**YOUR TASKS:**
A – In the passage about Code Pink protesters, how many members were arrested after the banner was unfurled?
B – In the passage about Code Pink protesters, swap "colonel" for "officer" and rewrite the part from "She gave her" to "Nicaragua, and Uzbekistan.".
C – Pick up the account of Code Pink protesters and Ann Wright where it stops, and write the next part.

**EXCERPT PROVIDED:**
● ● ● ●

They were there when Mayor Bloomberg tried to take the media's focus off of his refusal to allow demonstrators to use Central Park, handing out "Peaceful Protester" buttons. The Code Pink activists unfurled a 40-foot-long banner from a nearby hotel, calling on him to yield. Bloomberg didn't appreciate the joke, and four members were arrested.

Still, the color-coded protests attracted the attention of 14-year-old Citalic Jeffers, of Queens, who found the group on the Internet and, despite her mother's worries, started participating in its events. "So many issues are bigger than 'who's sleeping with who,' " the teenager explained as she took part in her first demonstration on Thursday in Foley Square across from State Supreme Court.

There was another rookie protester in the square that afternoon, also wearing a paper pink crown. But Ann Wright had to quit her job to participate. Wright, 58, a 17-year diplomat, provided one of the early speed bumps to the president on the way to invading Iraq when she publicly resigned her position in the State Department in protest of Bush's war plans.

She gave her reasons in a letter to her boss, Secretary of State Powell. "I believe the administration's policies are making the world a more dangerous, not a safer place," she wrote.

A former Army colonel who served in Grenada and elsewhere, Wright got a law degree and a master's in national security affairs and joined the foreign service in 1987. She held postings in Afghanistan, Somalia, Nicaragua, and Uzbekistan.

● ● ● ●

**EXTRACTED ENTRIES:**
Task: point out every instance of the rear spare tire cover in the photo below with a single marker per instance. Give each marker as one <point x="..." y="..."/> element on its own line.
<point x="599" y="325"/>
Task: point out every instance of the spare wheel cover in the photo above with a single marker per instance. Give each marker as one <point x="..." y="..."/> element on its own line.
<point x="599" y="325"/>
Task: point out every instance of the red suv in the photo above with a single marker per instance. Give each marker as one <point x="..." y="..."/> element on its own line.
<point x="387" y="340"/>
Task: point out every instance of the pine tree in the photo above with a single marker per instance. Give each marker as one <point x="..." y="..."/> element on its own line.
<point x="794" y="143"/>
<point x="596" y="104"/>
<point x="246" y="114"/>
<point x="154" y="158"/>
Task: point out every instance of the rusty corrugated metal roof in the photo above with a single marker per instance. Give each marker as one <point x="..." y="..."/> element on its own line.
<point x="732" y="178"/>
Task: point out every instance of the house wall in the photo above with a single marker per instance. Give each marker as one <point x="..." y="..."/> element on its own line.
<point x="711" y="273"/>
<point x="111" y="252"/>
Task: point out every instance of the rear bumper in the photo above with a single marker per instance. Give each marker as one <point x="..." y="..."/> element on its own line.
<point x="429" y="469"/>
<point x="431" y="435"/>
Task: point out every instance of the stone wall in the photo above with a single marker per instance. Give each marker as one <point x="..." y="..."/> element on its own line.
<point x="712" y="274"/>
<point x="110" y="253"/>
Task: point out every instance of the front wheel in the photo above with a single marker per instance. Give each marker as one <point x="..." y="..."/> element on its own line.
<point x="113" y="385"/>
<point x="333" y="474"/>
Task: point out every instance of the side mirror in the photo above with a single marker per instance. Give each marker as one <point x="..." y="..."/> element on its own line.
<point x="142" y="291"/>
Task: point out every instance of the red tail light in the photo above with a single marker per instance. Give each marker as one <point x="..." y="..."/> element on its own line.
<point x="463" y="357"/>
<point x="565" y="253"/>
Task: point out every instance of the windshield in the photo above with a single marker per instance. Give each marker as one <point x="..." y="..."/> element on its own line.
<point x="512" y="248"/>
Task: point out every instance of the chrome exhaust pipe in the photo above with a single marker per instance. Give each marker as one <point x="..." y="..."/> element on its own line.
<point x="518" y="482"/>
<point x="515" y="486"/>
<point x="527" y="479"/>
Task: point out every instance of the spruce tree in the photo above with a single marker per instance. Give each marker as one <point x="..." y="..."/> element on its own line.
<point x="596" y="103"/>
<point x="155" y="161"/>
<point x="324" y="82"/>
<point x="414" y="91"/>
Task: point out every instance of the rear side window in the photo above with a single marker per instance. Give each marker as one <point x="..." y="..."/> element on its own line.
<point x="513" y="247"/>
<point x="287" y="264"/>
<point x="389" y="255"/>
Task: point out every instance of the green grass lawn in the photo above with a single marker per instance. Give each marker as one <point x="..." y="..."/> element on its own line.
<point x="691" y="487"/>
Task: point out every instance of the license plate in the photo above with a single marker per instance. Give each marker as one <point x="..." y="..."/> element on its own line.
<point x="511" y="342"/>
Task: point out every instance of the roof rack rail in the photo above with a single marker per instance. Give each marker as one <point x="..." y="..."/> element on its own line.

● ● ● ●

**ANSWERS PER TASK:**
A – Four members were arrested.

B –
She gave her reasons in a letter to her boss, Secretary of State Powell. "I believe the administration's policies are making the world a more dangerous, not a safer place," she wrote.

A former Army officer who served in Grenada and elsewhere, Wright got a law degree and a master's in national security affairs and joined the foreign service in 1987. She held postings in Afghanistan, Somalia, Nicaragua, and Uzbekistan.

C –
"When Bush refused to pursue diplomatic means of conflict resolution and didn't pay attention to the weapons inspectors, that was my tipping point," she explained at the protest. She flew from her home in Honolulu to give her rap to delegates at the Democratic convention, and she came here to take part in the demonstrations. In a way, she was making up for lost time since she'd long been prohibited from participating in protests. Sunday, she marched the entire 2.2-mile-long route under the broiling sun, in a Veterans for Peace T-shirt. At the end, a reporter asked if she was tired. "I'm ready to march another 30 miles," she said.

Paper dragon burns during Sunday’s march
photo: Shiho Fukada
When Karl Rove and Bush's other brains decided to hold the Republican National Convention in New York City, they must have hoped not only that the event would showcase their tough-guy president against a backdrop of terrorist atrocity, but that just maybe it would also inspire a Chicago '68-style maelstrom. Such a riot would hopefully be captured on national television and inextricably linked to the campaign of Democrat John Kerry.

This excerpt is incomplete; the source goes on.